• _Problem requirements_
Below are entries; copy exactly the lines from the one with "In this exercise you will annotate each instance of the road" through the one with "In this exercise you will annotate each instance of the boulder", both included, and leave out the rest.

==== Record excerpts

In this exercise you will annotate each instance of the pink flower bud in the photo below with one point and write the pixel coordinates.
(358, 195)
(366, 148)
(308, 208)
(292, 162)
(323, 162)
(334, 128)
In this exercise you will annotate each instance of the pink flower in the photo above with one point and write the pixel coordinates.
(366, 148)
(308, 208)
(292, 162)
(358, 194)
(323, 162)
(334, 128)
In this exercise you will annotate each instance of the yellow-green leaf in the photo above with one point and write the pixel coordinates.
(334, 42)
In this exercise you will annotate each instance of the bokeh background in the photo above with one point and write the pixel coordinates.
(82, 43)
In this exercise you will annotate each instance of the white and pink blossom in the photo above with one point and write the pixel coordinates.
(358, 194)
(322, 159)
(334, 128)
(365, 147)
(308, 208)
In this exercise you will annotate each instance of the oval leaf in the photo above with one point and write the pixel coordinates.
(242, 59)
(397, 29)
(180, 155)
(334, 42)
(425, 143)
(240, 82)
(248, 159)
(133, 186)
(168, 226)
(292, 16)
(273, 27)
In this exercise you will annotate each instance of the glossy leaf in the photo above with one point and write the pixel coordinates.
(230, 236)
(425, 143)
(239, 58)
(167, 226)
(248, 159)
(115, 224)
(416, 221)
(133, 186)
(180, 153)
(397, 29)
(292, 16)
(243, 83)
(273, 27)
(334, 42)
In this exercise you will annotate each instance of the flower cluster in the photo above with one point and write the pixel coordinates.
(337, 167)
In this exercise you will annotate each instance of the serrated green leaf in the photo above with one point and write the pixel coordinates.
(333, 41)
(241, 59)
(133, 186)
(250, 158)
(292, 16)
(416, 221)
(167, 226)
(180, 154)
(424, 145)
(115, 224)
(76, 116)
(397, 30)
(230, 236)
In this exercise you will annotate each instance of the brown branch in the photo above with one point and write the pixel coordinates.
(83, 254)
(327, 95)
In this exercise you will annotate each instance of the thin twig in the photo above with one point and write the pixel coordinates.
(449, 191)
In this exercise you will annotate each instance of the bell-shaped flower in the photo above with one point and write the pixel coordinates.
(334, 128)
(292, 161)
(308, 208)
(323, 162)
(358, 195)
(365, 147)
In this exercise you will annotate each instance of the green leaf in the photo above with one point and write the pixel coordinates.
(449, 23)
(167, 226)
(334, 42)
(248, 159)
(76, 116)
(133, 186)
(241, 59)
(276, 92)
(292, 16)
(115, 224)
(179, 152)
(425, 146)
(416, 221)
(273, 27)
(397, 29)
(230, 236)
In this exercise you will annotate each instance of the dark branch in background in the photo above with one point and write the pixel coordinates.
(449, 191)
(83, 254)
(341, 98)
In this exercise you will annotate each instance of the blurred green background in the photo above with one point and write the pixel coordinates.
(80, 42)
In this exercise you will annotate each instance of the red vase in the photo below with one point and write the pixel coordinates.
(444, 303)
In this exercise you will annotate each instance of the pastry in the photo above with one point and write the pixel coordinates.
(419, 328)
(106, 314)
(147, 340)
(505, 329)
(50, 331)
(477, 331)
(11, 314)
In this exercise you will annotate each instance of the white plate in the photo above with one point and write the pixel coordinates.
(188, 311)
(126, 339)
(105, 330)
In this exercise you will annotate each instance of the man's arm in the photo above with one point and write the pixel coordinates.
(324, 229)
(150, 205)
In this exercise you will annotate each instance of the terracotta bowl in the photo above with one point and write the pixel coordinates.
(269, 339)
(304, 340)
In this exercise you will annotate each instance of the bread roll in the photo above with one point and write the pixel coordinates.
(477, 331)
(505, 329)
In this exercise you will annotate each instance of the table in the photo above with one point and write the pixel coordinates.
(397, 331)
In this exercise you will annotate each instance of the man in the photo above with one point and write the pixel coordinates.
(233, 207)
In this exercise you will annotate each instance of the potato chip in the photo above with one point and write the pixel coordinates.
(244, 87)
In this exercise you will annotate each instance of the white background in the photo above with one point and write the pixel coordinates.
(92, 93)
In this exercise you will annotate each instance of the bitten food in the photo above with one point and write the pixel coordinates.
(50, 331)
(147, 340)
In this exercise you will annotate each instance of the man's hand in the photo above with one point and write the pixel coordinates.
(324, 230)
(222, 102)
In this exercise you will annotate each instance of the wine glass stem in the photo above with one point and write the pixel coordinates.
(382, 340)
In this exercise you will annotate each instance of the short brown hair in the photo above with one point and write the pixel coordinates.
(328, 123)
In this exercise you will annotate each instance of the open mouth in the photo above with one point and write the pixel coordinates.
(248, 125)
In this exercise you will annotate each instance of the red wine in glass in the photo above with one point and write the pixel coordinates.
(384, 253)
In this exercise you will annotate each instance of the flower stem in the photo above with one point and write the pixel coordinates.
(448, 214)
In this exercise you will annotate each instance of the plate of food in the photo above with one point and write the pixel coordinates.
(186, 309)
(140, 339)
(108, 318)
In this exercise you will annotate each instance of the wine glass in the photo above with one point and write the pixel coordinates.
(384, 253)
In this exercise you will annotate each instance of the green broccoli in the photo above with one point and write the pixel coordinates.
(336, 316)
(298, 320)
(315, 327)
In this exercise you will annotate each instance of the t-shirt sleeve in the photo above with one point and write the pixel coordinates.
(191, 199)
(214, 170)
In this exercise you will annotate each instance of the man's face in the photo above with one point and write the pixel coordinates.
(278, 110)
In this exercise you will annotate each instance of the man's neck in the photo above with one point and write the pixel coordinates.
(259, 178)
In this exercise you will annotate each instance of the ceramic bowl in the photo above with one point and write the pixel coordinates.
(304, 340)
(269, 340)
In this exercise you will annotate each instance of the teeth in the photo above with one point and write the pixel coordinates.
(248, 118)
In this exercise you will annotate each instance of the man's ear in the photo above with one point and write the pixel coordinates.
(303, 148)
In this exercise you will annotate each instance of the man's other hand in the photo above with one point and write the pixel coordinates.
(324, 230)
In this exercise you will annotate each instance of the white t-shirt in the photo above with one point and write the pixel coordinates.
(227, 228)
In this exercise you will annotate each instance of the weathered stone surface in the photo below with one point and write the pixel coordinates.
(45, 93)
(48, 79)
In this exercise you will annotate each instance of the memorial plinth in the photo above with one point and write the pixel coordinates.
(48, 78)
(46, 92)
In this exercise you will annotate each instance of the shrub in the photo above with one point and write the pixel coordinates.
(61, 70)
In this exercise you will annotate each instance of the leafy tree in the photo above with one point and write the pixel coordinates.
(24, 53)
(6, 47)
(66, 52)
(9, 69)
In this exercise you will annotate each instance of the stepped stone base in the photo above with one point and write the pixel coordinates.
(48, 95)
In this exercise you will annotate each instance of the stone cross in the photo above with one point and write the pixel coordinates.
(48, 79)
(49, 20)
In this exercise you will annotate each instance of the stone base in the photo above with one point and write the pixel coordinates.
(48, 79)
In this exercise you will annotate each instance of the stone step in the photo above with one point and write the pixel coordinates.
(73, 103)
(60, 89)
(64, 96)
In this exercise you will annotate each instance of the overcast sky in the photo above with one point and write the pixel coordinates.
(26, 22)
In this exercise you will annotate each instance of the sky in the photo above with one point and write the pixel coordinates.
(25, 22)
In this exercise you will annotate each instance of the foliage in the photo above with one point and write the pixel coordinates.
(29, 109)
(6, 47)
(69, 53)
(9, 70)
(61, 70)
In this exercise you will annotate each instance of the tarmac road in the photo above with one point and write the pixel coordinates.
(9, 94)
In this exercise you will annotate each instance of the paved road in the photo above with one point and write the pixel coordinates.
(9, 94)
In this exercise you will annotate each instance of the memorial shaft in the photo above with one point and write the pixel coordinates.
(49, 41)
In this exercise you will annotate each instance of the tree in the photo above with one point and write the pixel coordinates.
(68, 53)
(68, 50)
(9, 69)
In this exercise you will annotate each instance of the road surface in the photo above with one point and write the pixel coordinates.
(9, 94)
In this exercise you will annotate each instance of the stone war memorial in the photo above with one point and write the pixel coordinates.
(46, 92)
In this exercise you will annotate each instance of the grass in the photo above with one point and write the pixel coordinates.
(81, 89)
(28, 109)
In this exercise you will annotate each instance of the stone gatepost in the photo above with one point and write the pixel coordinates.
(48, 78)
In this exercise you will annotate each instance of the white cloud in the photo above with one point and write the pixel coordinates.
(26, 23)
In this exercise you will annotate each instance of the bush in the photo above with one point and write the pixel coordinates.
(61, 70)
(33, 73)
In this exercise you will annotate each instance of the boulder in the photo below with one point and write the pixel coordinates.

========
==== Record excerpts

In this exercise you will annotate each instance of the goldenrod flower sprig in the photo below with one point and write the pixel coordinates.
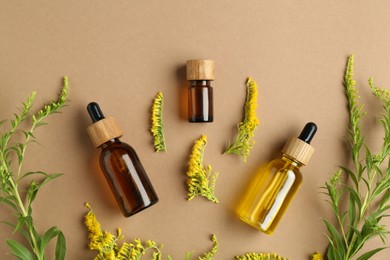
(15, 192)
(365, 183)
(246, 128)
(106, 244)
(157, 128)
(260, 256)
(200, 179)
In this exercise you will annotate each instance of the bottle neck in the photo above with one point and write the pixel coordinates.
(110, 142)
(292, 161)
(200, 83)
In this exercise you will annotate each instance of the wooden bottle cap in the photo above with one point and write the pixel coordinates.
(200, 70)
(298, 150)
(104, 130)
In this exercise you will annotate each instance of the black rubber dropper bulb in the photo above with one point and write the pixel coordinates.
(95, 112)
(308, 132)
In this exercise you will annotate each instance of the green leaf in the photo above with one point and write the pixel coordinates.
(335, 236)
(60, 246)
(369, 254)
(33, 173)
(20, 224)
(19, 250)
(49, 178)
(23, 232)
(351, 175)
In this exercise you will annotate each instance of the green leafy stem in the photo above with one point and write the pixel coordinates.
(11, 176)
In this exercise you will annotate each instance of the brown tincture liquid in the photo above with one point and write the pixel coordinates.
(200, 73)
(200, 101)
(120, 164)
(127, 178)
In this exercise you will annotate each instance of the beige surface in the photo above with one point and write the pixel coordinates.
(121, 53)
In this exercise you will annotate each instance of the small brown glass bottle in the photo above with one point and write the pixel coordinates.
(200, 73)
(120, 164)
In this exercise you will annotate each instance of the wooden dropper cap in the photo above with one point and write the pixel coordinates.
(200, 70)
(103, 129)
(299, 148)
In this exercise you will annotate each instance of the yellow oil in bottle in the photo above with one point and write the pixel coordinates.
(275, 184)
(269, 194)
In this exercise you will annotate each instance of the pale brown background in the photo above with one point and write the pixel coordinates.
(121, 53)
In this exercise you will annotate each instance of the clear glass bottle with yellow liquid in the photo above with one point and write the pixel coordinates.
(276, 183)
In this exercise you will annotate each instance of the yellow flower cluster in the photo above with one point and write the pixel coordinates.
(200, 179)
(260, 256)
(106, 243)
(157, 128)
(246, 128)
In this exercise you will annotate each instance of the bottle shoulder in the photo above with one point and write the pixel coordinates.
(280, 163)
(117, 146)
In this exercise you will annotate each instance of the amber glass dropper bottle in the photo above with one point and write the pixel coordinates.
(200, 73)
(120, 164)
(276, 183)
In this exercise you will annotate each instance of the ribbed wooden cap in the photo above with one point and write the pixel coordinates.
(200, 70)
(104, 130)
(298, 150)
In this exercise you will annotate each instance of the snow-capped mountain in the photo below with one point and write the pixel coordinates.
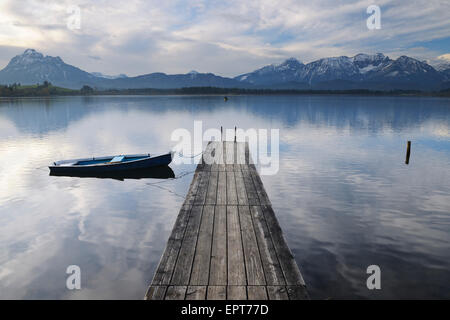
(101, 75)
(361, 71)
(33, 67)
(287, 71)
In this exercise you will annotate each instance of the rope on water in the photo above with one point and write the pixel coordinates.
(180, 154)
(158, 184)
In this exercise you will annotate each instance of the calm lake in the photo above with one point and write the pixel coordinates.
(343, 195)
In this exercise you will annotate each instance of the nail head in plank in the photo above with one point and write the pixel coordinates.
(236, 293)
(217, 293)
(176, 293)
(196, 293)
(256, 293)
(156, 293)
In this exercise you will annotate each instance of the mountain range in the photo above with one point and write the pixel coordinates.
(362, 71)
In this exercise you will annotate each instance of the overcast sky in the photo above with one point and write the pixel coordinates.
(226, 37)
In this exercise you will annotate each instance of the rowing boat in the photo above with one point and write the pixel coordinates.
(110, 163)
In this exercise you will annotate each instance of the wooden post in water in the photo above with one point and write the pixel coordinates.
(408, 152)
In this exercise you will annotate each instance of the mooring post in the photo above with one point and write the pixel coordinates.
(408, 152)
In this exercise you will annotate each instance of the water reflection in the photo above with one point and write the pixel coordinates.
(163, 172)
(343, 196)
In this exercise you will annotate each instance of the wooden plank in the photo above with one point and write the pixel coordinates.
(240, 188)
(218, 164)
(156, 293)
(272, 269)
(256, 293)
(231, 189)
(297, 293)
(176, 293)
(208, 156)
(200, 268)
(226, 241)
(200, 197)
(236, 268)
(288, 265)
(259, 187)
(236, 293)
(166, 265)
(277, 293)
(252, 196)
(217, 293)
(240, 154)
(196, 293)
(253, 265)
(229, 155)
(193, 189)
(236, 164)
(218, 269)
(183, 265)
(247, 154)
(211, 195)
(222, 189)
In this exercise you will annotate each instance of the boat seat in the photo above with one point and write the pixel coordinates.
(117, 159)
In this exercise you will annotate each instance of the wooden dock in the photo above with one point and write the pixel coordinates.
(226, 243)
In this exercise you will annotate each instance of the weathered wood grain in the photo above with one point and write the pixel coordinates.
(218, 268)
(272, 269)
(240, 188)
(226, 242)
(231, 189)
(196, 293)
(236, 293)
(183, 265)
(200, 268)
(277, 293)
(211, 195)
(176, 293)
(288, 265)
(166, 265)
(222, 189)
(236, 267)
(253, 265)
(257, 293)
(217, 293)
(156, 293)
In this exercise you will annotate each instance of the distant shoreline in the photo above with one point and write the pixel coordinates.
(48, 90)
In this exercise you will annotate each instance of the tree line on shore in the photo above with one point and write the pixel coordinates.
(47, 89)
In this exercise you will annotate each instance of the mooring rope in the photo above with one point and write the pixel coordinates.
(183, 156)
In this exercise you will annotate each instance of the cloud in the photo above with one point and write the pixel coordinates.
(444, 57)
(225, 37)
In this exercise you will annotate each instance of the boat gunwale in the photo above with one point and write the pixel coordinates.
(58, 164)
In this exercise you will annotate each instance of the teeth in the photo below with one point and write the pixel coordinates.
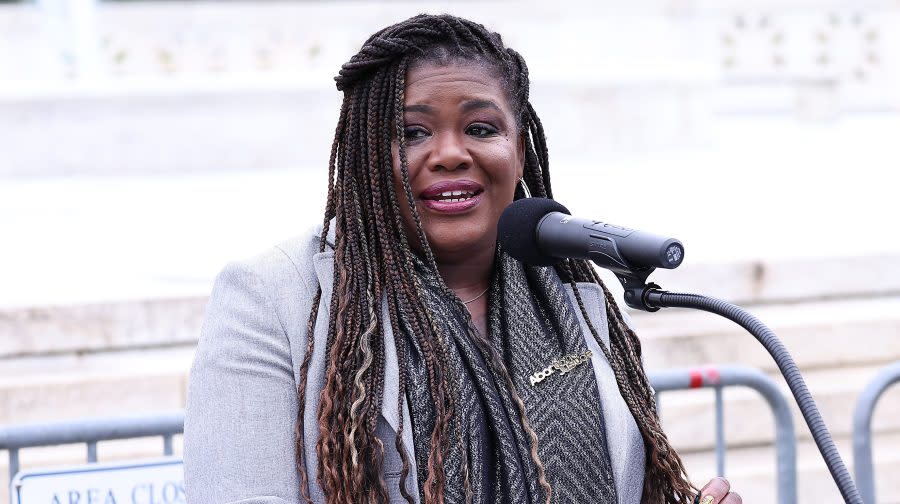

========

• _Reply_
In this exercise you will annotate each instance of the road surface in the photo above with one point and write the pixel coordinates.
(9, 94)
In this exercise you will annotate each instance of the stone war memorial in the photo above with one point and write the pixel coordinates.
(46, 92)
In this exercise you will annotate each instance of the grass in the photo above with one point and write the pixel coordinates.
(81, 89)
(28, 109)
In this exercise you will annotate each instance of the stone gatepost in the photo above with one point and write the pixel coordinates.
(48, 78)
In this exercise you will annotate each instance of the white cloud in the photo above with one point and write the pixel coordinates.
(26, 23)
In this exercise you will annotate each instance of the bush in the photo above with one point and write the pixel coordinates.
(61, 70)
(33, 73)
In this exercise you will annotate each instance of the boulder in the photo below with one point and write the pixel coordinates.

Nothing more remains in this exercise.